#### Provided records
- - - -

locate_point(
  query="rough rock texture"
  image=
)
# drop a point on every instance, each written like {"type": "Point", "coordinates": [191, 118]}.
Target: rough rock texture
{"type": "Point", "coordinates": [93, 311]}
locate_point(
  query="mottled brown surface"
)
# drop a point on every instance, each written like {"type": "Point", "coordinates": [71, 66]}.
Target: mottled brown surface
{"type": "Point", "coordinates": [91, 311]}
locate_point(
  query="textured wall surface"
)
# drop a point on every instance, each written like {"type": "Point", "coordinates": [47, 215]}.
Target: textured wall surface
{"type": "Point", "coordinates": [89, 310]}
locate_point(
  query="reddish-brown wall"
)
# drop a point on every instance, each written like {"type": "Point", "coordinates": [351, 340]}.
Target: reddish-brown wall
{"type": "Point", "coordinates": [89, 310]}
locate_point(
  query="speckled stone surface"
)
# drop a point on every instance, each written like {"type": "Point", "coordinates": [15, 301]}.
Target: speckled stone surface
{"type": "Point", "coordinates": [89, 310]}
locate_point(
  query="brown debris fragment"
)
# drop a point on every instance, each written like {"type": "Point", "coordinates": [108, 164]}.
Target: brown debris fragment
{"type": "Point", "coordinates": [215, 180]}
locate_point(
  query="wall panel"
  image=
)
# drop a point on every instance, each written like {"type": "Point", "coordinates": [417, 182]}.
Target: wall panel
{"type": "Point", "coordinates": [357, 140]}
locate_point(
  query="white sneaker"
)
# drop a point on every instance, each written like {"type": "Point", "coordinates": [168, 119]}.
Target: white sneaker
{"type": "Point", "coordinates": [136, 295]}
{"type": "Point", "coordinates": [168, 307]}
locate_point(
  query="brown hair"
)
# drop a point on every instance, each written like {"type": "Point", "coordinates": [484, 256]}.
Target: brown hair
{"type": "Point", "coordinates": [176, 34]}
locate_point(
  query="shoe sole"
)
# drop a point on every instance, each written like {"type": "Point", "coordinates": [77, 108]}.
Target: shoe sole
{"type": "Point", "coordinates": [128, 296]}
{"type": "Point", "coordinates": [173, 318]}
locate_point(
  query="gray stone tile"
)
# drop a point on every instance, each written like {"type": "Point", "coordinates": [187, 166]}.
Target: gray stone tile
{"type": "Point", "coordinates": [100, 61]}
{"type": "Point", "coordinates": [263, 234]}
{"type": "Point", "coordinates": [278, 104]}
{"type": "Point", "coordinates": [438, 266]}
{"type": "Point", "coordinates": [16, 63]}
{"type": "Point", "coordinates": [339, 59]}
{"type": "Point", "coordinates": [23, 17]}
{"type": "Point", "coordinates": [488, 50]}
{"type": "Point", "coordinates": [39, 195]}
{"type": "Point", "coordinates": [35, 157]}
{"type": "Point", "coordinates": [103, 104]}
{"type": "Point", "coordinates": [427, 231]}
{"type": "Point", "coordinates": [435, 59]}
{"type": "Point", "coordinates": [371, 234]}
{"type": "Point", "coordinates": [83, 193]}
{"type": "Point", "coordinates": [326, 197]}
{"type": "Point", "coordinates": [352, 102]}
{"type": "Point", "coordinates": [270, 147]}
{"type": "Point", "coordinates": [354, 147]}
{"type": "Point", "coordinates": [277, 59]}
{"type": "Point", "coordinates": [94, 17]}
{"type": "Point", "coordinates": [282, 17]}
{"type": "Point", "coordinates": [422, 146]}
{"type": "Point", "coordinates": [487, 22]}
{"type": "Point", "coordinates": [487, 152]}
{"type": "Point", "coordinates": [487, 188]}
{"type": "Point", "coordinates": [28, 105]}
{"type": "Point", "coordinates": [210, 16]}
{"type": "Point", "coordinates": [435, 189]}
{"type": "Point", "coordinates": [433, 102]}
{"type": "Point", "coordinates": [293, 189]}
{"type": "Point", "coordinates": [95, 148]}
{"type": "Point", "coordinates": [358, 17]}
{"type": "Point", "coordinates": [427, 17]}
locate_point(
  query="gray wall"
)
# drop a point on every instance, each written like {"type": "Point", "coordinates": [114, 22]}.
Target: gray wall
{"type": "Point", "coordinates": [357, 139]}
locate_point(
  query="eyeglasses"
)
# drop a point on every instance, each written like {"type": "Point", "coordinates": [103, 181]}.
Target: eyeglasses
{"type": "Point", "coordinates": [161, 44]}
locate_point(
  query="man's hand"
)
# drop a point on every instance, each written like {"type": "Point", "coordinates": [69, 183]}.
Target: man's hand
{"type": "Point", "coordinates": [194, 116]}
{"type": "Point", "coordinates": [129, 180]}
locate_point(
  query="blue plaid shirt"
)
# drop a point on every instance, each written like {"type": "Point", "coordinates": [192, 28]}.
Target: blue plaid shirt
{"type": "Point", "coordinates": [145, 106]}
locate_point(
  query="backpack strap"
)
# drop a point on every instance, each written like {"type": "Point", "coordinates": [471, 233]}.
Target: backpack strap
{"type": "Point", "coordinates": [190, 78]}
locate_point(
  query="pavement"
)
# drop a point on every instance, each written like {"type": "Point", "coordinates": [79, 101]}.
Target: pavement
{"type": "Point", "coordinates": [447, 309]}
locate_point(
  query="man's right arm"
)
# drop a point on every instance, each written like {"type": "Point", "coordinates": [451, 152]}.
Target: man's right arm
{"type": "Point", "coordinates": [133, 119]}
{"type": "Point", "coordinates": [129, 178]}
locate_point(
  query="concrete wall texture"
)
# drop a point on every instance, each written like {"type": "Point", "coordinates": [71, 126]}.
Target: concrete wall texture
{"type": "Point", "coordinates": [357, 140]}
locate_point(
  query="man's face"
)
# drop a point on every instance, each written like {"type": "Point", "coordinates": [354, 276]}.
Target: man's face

- - - -

#### Objective
Report how many lines in the material above contain the string "brown". Case counts, and your reply should be the number alone.

#### Full output
8